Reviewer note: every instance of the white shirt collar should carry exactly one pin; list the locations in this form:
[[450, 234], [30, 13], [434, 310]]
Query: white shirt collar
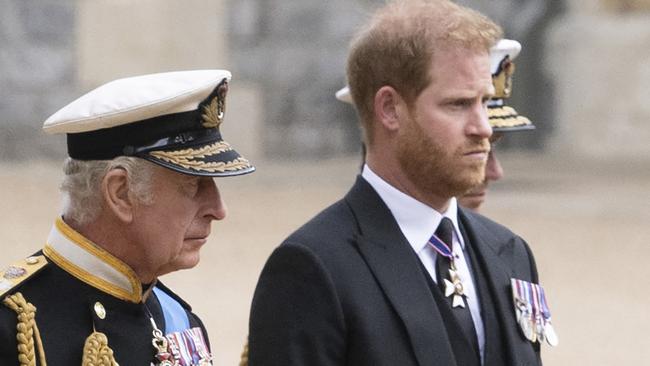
[[416, 220]]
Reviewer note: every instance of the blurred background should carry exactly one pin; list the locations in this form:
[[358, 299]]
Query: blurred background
[[577, 188]]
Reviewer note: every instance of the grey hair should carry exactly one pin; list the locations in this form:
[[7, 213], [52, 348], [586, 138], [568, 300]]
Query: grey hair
[[81, 186]]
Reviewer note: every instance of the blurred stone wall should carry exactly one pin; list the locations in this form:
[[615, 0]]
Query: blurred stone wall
[[37, 72], [599, 56], [297, 51]]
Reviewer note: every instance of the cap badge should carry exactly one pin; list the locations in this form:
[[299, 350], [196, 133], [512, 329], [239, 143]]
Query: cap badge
[[502, 79], [214, 112], [14, 272]]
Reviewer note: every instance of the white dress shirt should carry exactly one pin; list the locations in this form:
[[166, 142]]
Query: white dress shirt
[[418, 222]]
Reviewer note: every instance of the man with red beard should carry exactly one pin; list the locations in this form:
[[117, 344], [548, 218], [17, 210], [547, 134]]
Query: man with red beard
[[396, 273], [503, 119], [139, 200]]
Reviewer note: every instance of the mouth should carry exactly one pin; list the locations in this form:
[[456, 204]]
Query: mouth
[[481, 154], [200, 239]]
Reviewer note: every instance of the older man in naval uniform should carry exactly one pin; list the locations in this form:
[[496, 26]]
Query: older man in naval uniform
[[139, 200]]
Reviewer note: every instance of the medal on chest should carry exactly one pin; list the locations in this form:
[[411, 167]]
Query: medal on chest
[[533, 314], [186, 348]]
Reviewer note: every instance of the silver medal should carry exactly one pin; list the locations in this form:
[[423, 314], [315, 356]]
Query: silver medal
[[551, 336]]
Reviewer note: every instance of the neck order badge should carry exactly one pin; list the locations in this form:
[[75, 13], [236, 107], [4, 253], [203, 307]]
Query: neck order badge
[[455, 286]]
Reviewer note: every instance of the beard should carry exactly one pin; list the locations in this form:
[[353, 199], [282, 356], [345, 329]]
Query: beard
[[435, 169]]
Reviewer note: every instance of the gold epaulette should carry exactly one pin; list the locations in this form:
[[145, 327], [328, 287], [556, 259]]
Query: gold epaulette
[[18, 272]]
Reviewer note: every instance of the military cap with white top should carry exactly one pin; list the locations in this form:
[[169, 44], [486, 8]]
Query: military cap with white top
[[171, 119], [502, 118]]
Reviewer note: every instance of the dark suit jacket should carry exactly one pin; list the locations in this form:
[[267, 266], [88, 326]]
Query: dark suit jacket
[[347, 289]]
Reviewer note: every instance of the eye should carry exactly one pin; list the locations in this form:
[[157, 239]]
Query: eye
[[461, 103], [190, 186]]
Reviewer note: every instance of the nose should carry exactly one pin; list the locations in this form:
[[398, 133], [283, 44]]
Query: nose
[[479, 125], [213, 205], [493, 169]]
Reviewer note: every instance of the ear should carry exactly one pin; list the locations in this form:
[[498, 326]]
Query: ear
[[387, 102], [115, 189]]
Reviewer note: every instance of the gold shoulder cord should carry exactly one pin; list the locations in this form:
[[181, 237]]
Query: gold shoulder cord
[[27, 330], [244, 356], [97, 352]]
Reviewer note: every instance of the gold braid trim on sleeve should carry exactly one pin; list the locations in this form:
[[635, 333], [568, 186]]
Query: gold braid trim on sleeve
[[97, 352], [27, 330]]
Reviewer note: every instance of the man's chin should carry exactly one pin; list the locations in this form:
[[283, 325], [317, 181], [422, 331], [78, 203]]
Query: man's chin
[[472, 201]]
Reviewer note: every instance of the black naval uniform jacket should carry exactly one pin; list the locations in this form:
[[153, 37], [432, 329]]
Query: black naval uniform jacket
[[348, 289], [71, 304]]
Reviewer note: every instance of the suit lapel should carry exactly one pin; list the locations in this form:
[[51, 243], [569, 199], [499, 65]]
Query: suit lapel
[[396, 267], [498, 275]]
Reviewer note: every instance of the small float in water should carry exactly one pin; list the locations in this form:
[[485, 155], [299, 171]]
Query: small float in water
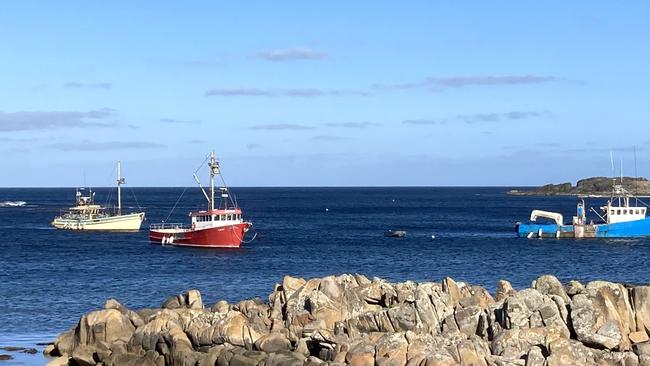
[[618, 218], [395, 233]]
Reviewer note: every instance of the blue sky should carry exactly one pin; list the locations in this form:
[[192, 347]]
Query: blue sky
[[341, 93]]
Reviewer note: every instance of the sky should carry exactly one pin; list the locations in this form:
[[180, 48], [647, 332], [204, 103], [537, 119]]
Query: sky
[[336, 93]]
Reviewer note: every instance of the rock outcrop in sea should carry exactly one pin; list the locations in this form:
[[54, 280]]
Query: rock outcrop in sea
[[353, 320], [589, 186]]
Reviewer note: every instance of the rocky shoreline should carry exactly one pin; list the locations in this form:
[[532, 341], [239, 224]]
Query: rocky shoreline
[[350, 319], [590, 186]]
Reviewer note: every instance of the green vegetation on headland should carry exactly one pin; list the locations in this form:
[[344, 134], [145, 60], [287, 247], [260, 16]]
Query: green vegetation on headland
[[589, 186], [357, 321]]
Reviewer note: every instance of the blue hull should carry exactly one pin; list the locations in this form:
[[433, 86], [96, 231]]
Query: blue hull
[[630, 229]]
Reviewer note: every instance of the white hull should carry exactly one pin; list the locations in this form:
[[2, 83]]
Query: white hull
[[130, 222]]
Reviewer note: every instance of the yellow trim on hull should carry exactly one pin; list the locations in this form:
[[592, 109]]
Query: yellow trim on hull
[[130, 222]]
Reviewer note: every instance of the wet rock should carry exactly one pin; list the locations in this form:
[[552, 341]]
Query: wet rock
[[108, 325], [468, 319], [64, 343], [535, 357], [640, 297], [639, 337], [504, 289], [573, 288], [220, 307], [49, 350], [59, 361], [570, 352]]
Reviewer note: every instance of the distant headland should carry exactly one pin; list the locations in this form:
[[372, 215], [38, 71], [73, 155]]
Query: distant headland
[[588, 186]]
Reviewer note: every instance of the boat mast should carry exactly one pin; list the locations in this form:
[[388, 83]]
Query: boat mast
[[120, 181], [214, 170]]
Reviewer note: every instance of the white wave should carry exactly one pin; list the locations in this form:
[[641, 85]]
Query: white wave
[[12, 203]]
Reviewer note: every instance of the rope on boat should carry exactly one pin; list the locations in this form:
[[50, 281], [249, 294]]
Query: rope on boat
[[175, 204], [135, 198], [241, 239], [185, 189]]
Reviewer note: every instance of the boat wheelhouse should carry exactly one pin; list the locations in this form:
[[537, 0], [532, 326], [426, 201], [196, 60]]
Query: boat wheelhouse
[[220, 226], [620, 217]]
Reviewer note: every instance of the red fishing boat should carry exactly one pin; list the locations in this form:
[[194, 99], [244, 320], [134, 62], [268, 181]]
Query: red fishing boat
[[220, 226]]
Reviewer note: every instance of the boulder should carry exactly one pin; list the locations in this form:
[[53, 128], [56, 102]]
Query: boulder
[[83, 356], [59, 361], [273, 342], [391, 350], [64, 343], [640, 297], [504, 289], [220, 307], [550, 285], [363, 354], [602, 316], [107, 325], [535, 357]]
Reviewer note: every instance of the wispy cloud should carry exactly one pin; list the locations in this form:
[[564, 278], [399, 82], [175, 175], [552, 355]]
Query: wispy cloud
[[480, 118], [203, 64], [238, 92], [327, 138], [78, 85], [87, 145], [282, 126], [422, 122], [354, 124], [293, 92], [24, 121], [180, 121], [290, 54], [466, 81]]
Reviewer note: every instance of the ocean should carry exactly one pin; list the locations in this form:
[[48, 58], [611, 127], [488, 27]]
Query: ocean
[[49, 278]]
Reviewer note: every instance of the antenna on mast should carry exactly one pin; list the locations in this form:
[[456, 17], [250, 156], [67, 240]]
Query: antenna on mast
[[621, 171], [120, 181]]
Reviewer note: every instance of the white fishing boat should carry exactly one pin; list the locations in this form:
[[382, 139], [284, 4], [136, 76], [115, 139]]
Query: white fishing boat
[[86, 215]]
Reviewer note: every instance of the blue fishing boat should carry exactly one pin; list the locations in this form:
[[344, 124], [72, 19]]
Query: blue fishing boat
[[618, 218]]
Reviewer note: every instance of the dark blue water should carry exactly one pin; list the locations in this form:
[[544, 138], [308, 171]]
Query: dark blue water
[[48, 278]]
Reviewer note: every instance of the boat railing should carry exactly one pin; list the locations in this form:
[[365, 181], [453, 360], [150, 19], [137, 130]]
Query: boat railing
[[165, 225]]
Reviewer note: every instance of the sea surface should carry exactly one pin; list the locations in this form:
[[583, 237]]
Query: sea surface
[[49, 278]]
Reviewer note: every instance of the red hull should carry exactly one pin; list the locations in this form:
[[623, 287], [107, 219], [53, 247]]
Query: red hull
[[217, 237]]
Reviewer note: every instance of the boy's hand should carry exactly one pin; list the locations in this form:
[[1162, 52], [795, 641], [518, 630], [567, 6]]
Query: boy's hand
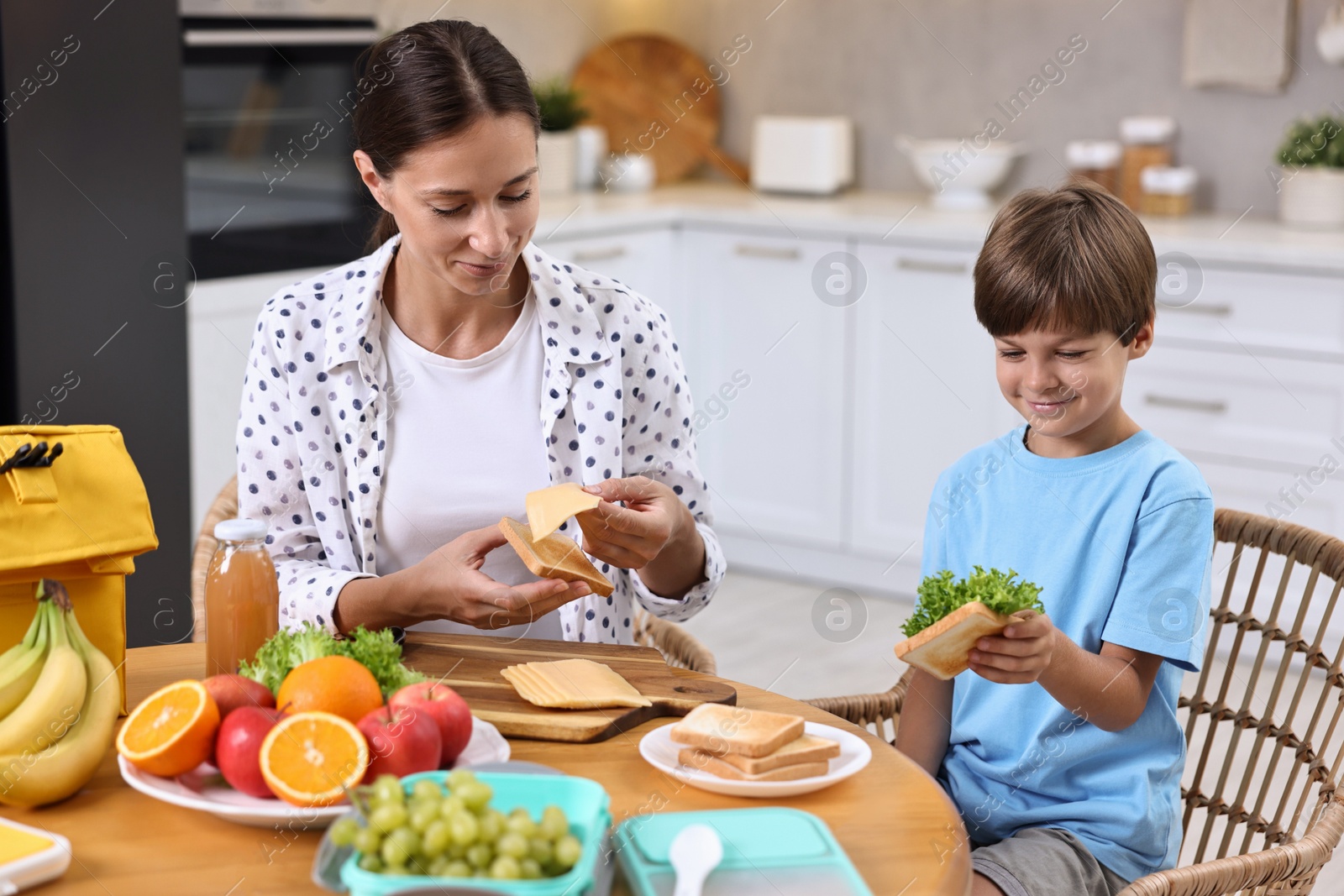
[[1018, 656]]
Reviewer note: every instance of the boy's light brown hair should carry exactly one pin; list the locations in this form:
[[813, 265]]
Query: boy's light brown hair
[[1066, 259]]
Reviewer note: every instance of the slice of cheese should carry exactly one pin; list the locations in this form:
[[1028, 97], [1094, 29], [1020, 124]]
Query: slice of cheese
[[549, 508], [573, 684]]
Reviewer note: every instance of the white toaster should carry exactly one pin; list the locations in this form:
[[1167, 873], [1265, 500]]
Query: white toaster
[[803, 154]]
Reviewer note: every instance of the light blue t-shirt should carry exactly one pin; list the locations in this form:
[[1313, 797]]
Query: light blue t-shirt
[[1121, 543]]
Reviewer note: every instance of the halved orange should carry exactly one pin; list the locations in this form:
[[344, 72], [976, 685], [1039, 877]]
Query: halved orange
[[312, 758], [171, 731]]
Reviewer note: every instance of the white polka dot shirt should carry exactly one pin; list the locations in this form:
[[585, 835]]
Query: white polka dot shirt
[[312, 429]]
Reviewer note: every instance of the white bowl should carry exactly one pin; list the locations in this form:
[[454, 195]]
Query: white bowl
[[958, 172]]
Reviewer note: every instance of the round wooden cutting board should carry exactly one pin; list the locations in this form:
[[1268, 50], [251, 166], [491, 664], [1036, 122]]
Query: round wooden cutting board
[[654, 96]]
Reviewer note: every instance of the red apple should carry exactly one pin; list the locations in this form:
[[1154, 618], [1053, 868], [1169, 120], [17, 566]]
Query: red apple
[[401, 741], [448, 710], [239, 748], [232, 692]]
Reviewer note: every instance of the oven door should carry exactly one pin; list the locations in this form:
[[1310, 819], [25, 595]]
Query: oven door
[[268, 105]]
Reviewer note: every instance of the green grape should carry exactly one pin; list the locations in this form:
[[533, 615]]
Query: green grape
[[367, 840], [554, 824], [521, 822], [568, 851], [464, 828], [475, 794], [343, 832], [427, 789], [437, 837], [512, 844], [541, 849], [460, 777], [387, 789], [387, 817], [457, 868], [400, 846], [492, 825], [506, 868], [423, 815], [479, 855]]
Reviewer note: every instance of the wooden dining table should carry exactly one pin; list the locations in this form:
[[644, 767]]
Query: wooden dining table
[[893, 820]]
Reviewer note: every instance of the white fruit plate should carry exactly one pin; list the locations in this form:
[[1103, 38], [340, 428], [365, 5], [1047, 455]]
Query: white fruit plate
[[660, 752], [205, 790]]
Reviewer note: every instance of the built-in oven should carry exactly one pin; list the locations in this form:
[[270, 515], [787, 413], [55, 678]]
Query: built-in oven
[[269, 89]]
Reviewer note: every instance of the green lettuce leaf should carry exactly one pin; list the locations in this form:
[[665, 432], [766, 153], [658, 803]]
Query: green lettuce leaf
[[942, 593]]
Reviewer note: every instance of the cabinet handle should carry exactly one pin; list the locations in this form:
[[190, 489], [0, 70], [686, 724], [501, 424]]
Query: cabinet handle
[[1186, 403], [788, 254], [931, 266], [1209, 311], [584, 257]]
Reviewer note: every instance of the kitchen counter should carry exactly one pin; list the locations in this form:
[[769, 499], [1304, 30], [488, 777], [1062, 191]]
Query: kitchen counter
[[1254, 238]]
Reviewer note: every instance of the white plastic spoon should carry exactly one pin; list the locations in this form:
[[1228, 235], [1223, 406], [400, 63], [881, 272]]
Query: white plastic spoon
[[696, 852]]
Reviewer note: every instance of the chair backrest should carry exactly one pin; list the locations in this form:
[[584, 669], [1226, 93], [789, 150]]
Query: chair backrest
[[1263, 725], [225, 506]]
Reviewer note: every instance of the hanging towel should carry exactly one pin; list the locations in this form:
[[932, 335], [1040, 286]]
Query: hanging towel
[[1245, 45]]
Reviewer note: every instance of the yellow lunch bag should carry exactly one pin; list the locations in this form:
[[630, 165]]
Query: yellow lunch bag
[[78, 515]]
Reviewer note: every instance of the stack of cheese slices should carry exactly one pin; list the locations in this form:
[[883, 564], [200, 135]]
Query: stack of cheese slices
[[750, 745]]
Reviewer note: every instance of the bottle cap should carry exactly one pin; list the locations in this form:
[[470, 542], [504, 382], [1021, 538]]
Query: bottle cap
[[1147, 129], [1168, 181], [241, 530], [1092, 155]]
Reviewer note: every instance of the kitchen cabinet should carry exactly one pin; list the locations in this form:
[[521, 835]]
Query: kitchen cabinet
[[776, 452], [925, 392]]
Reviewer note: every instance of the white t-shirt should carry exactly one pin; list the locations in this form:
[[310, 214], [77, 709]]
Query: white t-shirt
[[464, 448]]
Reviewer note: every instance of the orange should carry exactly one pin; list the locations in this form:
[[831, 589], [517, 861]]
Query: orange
[[336, 684], [312, 758], [171, 731]]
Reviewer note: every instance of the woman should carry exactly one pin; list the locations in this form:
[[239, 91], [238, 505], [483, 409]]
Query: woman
[[396, 407]]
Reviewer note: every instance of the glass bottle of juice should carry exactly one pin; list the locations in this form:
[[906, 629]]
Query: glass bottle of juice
[[242, 597]]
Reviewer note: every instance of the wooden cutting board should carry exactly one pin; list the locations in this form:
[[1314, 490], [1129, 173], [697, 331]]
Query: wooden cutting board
[[470, 665], [654, 96]]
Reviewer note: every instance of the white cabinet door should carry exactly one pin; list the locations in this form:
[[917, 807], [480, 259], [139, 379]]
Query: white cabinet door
[[643, 259], [769, 376], [925, 392]]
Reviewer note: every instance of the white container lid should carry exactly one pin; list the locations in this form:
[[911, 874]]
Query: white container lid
[[239, 530], [1147, 129], [1092, 154], [1168, 181]]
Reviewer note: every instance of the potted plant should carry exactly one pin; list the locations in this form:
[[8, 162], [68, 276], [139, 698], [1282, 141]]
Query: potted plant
[[1310, 174], [558, 143]]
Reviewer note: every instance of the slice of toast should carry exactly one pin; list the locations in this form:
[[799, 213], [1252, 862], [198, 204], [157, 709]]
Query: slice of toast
[[749, 732], [707, 762], [806, 748], [944, 647], [554, 557]]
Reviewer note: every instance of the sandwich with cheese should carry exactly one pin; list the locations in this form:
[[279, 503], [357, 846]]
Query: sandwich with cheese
[[952, 614], [544, 551]]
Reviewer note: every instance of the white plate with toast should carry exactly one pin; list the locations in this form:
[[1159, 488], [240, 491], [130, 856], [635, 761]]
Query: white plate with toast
[[663, 752]]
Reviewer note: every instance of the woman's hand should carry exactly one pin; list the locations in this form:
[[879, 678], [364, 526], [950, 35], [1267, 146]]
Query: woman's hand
[[1018, 656], [654, 533], [452, 586]]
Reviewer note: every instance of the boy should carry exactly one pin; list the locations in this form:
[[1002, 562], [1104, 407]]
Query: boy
[[1061, 746]]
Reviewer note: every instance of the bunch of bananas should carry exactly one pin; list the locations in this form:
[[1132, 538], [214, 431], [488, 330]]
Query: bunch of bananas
[[60, 699]]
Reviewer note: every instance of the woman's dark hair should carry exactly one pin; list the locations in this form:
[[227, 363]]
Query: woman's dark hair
[[429, 81], [1072, 258]]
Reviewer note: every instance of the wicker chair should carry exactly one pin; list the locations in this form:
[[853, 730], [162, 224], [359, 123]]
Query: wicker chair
[[678, 647], [1263, 809]]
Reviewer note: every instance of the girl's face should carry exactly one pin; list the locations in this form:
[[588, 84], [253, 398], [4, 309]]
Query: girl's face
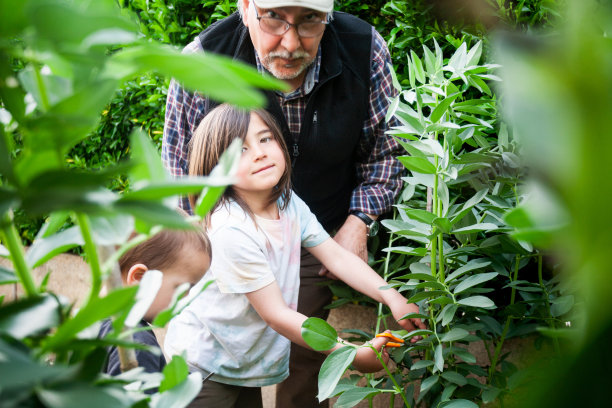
[[262, 163]]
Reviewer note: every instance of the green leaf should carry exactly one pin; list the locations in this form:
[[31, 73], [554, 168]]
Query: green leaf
[[438, 358], [175, 372], [443, 224], [414, 316], [418, 164], [460, 403], [418, 332], [318, 334], [473, 281], [463, 354], [46, 248], [354, 396], [153, 213], [454, 334], [60, 190], [407, 250], [561, 305], [30, 316], [454, 377], [180, 395], [417, 67], [426, 295], [486, 226], [477, 301], [7, 276], [421, 364], [421, 215], [429, 382], [12, 17], [431, 285], [146, 159], [70, 26], [332, 369], [419, 276], [112, 229], [470, 266], [442, 107], [53, 224], [75, 117], [94, 311], [448, 313], [218, 77], [490, 394]]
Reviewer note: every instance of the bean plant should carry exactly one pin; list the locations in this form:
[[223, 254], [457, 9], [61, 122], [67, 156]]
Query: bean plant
[[449, 247], [59, 67]]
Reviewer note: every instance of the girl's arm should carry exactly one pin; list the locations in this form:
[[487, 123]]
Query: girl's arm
[[357, 274], [269, 303]]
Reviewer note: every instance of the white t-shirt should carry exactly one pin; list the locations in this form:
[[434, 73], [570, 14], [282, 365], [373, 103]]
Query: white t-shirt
[[220, 331]]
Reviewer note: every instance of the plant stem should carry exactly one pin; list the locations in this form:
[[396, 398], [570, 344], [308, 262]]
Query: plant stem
[[398, 389], [11, 239], [507, 325], [92, 255], [551, 320], [42, 90], [385, 276]]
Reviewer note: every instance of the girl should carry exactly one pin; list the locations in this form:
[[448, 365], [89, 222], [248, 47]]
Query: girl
[[241, 327], [183, 256]]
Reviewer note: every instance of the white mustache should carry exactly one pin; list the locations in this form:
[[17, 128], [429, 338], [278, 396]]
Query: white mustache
[[288, 55]]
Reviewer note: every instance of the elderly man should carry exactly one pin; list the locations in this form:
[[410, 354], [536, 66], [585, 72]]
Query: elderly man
[[344, 167]]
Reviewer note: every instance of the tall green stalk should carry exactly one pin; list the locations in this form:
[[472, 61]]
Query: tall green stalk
[[92, 255], [507, 324]]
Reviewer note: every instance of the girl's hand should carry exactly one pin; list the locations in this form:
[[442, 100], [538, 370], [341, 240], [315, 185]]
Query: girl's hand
[[366, 360]]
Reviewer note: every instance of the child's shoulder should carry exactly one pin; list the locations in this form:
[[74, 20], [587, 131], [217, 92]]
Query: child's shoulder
[[295, 204]]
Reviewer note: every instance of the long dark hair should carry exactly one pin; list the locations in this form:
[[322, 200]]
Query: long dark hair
[[213, 136]]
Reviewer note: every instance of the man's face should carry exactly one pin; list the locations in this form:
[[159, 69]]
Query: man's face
[[286, 56]]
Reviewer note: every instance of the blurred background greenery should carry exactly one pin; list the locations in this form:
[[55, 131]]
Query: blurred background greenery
[[556, 97]]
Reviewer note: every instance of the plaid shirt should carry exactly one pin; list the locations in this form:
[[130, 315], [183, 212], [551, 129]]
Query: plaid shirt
[[379, 175]]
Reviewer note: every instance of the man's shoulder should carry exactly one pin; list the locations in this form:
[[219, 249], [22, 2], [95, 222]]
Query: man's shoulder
[[345, 22]]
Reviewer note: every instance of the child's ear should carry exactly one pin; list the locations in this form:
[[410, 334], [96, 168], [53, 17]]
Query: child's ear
[[136, 273]]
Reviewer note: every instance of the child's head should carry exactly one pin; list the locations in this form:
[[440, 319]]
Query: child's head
===
> **STATED PROBLEM**
Rewrite the rows starting at the line containing "Reviewer note: every instance of the rocky" and ending at the line containing "[[350, 319], [590, 186]]", replacing "shoreline" with "coastline" and leaving everything else unchanged.

> **TASK SOLUTION**
Reviewer note: every instance of the rocky coastline should carry exactly one pin; list the locations in this form:
[[532, 341], [239, 224]]
Query: rocky coastline
[[350, 319], [590, 186]]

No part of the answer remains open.